Rewrite the material below, changing every "one point to a line" to "each point on its own line" and keeping everything else the same. Leave the pictures out of your version.

>> begin

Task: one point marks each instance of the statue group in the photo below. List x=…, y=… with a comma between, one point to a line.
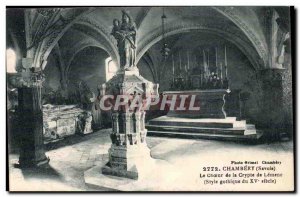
x=125, y=34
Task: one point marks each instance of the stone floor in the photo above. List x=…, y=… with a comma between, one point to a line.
x=69, y=158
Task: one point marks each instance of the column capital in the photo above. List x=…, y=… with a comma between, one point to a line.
x=272, y=74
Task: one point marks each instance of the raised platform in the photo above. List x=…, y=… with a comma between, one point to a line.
x=226, y=129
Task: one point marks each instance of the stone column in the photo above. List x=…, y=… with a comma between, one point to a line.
x=30, y=114
x=272, y=102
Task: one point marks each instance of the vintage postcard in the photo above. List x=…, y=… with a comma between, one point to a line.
x=150, y=99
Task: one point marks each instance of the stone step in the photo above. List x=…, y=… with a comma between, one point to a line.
x=253, y=137
x=229, y=122
x=181, y=129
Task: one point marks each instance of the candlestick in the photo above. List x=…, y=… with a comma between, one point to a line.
x=221, y=70
x=225, y=57
x=225, y=63
x=173, y=65
x=188, y=59
x=179, y=61
x=208, y=58
x=216, y=57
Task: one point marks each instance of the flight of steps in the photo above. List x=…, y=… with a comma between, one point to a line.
x=223, y=129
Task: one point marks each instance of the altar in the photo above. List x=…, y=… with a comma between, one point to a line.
x=208, y=121
x=200, y=94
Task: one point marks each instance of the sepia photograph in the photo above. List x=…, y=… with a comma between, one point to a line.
x=150, y=98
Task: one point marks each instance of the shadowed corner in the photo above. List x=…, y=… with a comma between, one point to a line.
x=42, y=172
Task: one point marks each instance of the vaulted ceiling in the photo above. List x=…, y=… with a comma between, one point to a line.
x=73, y=29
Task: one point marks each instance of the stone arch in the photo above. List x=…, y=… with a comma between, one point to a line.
x=230, y=13
x=231, y=35
x=44, y=49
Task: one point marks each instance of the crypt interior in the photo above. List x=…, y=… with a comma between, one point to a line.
x=57, y=122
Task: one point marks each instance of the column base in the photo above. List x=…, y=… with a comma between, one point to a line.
x=29, y=163
x=128, y=162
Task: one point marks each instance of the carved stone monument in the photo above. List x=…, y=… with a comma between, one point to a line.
x=128, y=154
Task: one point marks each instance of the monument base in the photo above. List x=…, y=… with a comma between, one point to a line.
x=157, y=175
x=128, y=162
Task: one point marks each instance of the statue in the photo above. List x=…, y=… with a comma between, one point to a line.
x=125, y=34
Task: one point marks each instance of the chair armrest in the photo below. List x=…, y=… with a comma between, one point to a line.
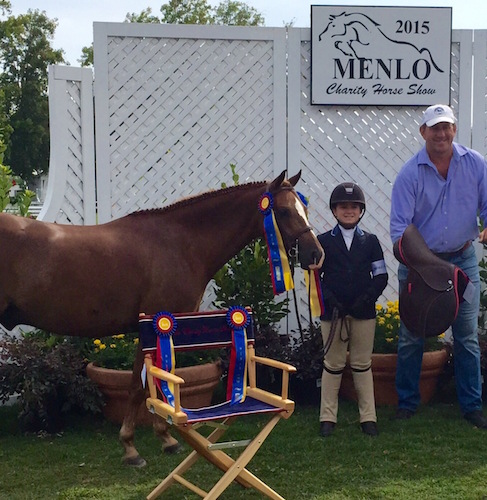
x=164, y=375
x=274, y=364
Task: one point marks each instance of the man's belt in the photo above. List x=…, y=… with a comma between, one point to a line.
x=456, y=253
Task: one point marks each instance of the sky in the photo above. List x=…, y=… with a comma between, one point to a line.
x=75, y=19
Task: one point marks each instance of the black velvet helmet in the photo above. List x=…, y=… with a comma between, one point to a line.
x=347, y=192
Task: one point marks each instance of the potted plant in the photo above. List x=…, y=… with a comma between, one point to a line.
x=384, y=360
x=110, y=360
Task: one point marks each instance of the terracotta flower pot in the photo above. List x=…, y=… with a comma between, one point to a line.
x=200, y=383
x=384, y=371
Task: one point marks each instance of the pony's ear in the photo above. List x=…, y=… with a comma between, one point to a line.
x=295, y=178
x=276, y=183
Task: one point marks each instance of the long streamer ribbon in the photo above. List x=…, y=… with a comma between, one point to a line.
x=238, y=319
x=312, y=281
x=282, y=280
x=165, y=325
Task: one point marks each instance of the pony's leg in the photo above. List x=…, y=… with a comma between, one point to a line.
x=161, y=429
x=127, y=432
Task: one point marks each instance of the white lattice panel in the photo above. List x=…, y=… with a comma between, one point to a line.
x=176, y=104
x=367, y=145
x=182, y=109
x=70, y=197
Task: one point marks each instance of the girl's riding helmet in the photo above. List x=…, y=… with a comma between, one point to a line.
x=347, y=192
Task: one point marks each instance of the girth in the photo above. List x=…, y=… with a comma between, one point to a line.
x=429, y=302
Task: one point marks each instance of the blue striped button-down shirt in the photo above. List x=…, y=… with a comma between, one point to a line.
x=444, y=210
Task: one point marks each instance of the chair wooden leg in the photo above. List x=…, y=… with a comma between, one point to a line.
x=234, y=470
x=237, y=469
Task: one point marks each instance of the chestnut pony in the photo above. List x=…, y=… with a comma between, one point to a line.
x=93, y=281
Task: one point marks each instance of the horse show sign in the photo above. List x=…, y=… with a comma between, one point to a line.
x=380, y=55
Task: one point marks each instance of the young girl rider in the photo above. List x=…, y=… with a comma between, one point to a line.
x=352, y=277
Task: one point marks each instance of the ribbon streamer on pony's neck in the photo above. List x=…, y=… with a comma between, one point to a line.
x=282, y=280
x=164, y=323
x=238, y=319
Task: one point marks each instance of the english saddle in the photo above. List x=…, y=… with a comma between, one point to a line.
x=429, y=302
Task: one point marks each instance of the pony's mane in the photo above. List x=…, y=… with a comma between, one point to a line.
x=191, y=200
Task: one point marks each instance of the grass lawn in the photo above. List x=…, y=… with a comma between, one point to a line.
x=435, y=455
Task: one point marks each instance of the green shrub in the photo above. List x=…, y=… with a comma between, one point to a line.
x=48, y=375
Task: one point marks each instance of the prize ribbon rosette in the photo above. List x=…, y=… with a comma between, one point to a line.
x=165, y=325
x=238, y=319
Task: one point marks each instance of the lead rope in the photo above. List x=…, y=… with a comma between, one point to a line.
x=293, y=252
x=331, y=334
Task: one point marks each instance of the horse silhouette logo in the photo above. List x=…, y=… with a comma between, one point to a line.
x=357, y=35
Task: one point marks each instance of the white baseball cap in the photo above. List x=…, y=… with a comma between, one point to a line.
x=436, y=114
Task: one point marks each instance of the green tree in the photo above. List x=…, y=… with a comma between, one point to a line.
x=25, y=54
x=228, y=12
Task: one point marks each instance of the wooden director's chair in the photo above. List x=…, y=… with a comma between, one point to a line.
x=164, y=333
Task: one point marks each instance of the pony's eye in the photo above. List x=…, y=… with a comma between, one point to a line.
x=283, y=212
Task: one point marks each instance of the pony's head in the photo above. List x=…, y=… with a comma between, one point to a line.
x=292, y=218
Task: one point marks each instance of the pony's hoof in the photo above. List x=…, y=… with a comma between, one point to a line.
x=173, y=449
x=137, y=461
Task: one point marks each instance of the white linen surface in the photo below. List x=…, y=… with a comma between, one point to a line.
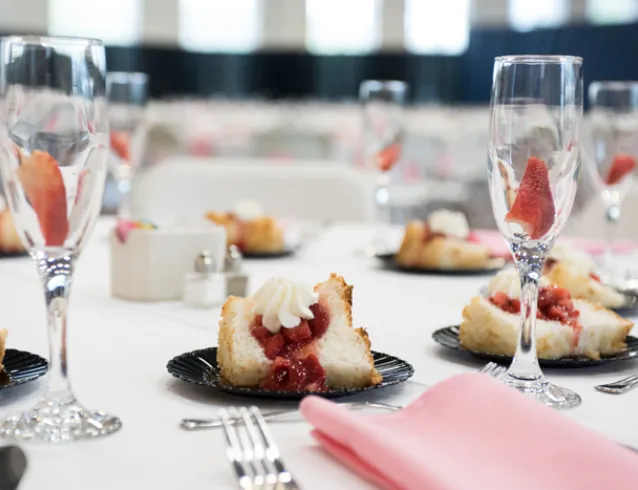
x=118, y=353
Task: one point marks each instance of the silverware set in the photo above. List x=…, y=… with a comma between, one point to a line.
x=252, y=451
x=255, y=457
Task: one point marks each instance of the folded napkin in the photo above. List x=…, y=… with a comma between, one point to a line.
x=493, y=240
x=471, y=433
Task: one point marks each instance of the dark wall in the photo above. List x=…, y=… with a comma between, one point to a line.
x=609, y=52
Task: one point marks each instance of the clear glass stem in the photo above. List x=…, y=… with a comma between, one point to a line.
x=525, y=364
x=124, y=189
x=382, y=202
x=56, y=274
x=612, y=216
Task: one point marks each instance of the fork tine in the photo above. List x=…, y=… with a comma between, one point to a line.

>> end

**Reply to the exercise**.
Task: one point marks each instance of the statue group in the photo below. List x=…, y=… with a comma between, each point on its own line.
x=125, y=34
Task: one point marks each instance of the stone floor in the photo above. List x=…, y=… with a comma between, each point on its own line.
x=69, y=158
Task: one point marks each instance of the column capital in the photo above. List x=…, y=… with a comma between, each point on its own line.
x=272, y=74
Task: one point marks each instance of the raised platform in the photo above. List x=…, y=… with a comma between, each point on its own line.
x=226, y=129
Task: one point marks each instance of the stone column in the photo above. List x=…, y=… with a comma between, each point on its own line.
x=30, y=114
x=272, y=102
Task: one point marks each instance of the vintage postcard in the photo above. List x=…, y=… with a comma between, each point on its own line.
x=150, y=99
Task: one point marks each instance of the stone step in the photo above. List x=…, y=… with a comma between, each point on its own line.
x=253, y=137
x=229, y=122
x=181, y=129
Task: one point marks each instance of the candlestick in the photo above. List x=…, y=… with a comma between, each point on its own line.
x=221, y=70
x=225, y=57
x=225, y=63
x=173, y=65
x=188, y=59
x=179, y=61
x=208, y=58
x=216, y=57
Task: one point marks each instance of the flight of steps in the photo above. List x=…, y=… with a comma between, each point on its own line.
x=223, y=129
Task: one point marks each instance of the altar in the photo above. List x=…, y=… with a comma between, each point on its own line.
x=208, y=121
x=200, y=94
Task: one point marks each instance of the sepia photograph in the photo above. List x=…, y=… with a comma between, each point on its own line.
x=150, y=98
Task: one point marks each instance of the shadowed corner in the photo above. List x=…, y=… with a comma between, each point on its own line.
x=42, y=172
Task: one point marks each instance of the vaulted ceiling in the photo above. List x=…, y=… with a comma between, each point on its own line.
x=73, y=29
Task: one point marks each instance of the stone arch in the photo above. List x=…, y=… with a comma between, each point on its own line.
x=230, y=13
x=231, y=35
x=44, y=49
Task: one point marks each instance of the crypt interior in the photo above. List x=…, y=… with a comma between, each point on its own line.
x=57, y=122
Task: one point marks each instance of the column base in the photo above. List x=…, y=… with a comma between, each point on its own line.
x=29, y=163
x=128, y=162
Task: one point marks each instance of the carved stone monument in the photo above. List x=…, y=… with a comma between, each point on its own line.
x=128, y=154
Task: one point marks each instance of the monument base in the photo above. List x=…, y=… with a comma between, each point on its own line.
x=157, y=175
x=128, y=162
Task: one point marks each instance of the statue in the photo above. List x=…, y=… with a comma between, each point on its own line.
x=125, y=34
Task: one point marks each instance of the chair armrest in the photo below. List x=…, y=… with a comma between, each point on its own line.
x=164, y=375
x=274, y=364
Task: one point marks each instance of the man's belt in the photo above. List x=…, y=… with a comma between, each point on its own line.
x=456, y=253
Task: one point marks each instance of the sky in the photo above. List x=…, y=… with a comma between, each point on its own line.
x=75, y=19
Task: one point marks each instance of the black velvet helmet in the photo above. List x=…, y=… with a comma between, each point on its own line.
x=347, y=192
Task: one point marks each instance of the potted plant in the photo above. List x=…, y=… with a comma between, each point on its own line.
x=384, y=360
x=110, y=360
Task: one point marks each instance of the terracotta flower pot in the photo above. List x=…, y=… with a comma between, each point on its own line.
x=200, y=383
x=384, y=371
Task: one point marks each instance of the pony's ear in the photo above. List x=…, y=… with a comma between, each point on its own line.
x=295, y=178
x=276, y=183
Task: one point marks each instance of the long streamer ribbon in the photo above. List x=…, y=… with a comma between, each point on its own line.
x=238, y=319
x=312, y=281
x=282, y=280
x=165, y=325
Task: one point marks each instance of the pony's leg in the photo above. List x=…, y=… with a comma between, each point on its own line.
x=161, y=429
x=127, y=432
Task: one point marks each instance of the white lattice panel in the photo above. List x=…, y=… with a comma between, each point on its own line.
x=176, y=104
x=367, y=145
x=182, y=109
x=70, y=197
Task: one point marks each instance of the girl's riding helmet in the photo above. List x=…, y=… with a comma between, each point on its own line.
x=347, y=192
Task: one point marks each instance of the girth in the photo above. List x=…, y=… with a comma between, each point on its own line.
x=429, y=302
Task: one point marks each instance of the blue striped button-down shirt in the photo above. List x=…, y=… with a comma between, each point on its own line.
x=444, y=210
Task: one point marks each instance of the chair wooden leg in the photo above. List x=…, y=… with a comma between, each point on its own line.
x=234, y=470
x=237, y=469
Task: one point marks each instance of the chestnut pony in the photo above. List x=…, y=… with a comma between, each point on its own line.
x=93, y=281
Task: one point marks each instance of the horse show sign in the photo above. List x=…, y=… with a comma between, each point on its own line.
x=380, y=55
Task: one point marks each instance of the young girl rider in the photo above. List x=…, y=… with a comma between, each point on its own line.
x=352, y=277
Task: one point marks each instance of the ribbon streamer on pony's neck in the photo above. List x=…, y=… with a comma between, each point on its own line.
x=282, y=280
x=164, y=323
x=238, y=319
Task: one point marks each instance of the english saddle in the photo above. List x=…, y=… with a comma between, each point on its own line.
x=429, y=302
Task: one point marks each instance of the pony's mane in the photo above. List x=…, y=… with a comma between, each point on its own line.
x=191, y=200
Task: one point marks each instance of the grass lawn in the photo above. List x=…, y=… with a comma between, each point on its own line.
x=435, y=455
Task: one point marks each instance of the green shrub in the photo above. List x=…, y=… with a comma between, each point on its own line.
x=48, y=375
Task: one point marks each instance of the prize ribbon rosette in the photo above. List x=…, y=… with a comma between, each point on its own line.
x=165, y=325
x=238, y=319
Task: one point marks each instance of the lead rope in the photo above. List x=…, y=… with a comma between, each point on its own line.
x=293, y=252
x=331, y=334
Task: one point marks each instance of the horse silhouette logo in the photo above. List x=…, y=… with a comma between, each point on its own line.
x=357, y=35
Task: one point marks each instance of the white baseball cap in the photo above. List x=…, y=… with a comma between, each point on its own line.
x=436, y=114
Task: one point marks each instance of the green tree in the photo above. List x=…, y=… with a comma between, each point on its own line.
x=25, y=54
x=228, y=12
Task: one point marks each instance of the wooden director's chair in the photo above. List x=…, y=… with a comma between, each point on its own line.
x=164, y=333
Task: one point marks each instance of the pony's eye in the photo above. List x=…, y=… with a comma between, each point on its own line.
x=283, y=212
Task: one point marks each instance of the pony's head in the photo above. List x=…, y=… with a comma between, each point on its own line.
x=292, y=218
Task: one point marks each instance of the pony's hoof in the photo above. List x=…, y=… with a comma between, each point on its own line.
x=173, y=449
x=137, y=461
Task: one point marks each instance of the white linen surface in the photo below. List x=…, y=… with a comma between, each point on its own line.
x=118, y=353
Task: one point marks each instance of the silverware set in the photo above. List x=…, y=… with a comma between, each point on its own line.
x=252, y=451
x=255, y=457
Task: one point marks each instance of the folded napkin in the photo above. List x=…, y=… with a comma between, each point on its own line.
x=493, y=240
x=471, y=433
Task: one point marks each instance of the dark wall in the photo above. List x=…, y=… with a comma between, each point on its own line.
x=609, y=52
Task: one point marks each instance of the clear glass stem in the photo above. List x=…, y=… with a comma between, each point on its own line.
x=525, y=364
x=124, y=189
x=382, y=202
x=56, y=274
x=612, y=216
Task: one point marks each instance of the fork tine in the photo above. List x=…, y=… with a comma between, each point on its own line.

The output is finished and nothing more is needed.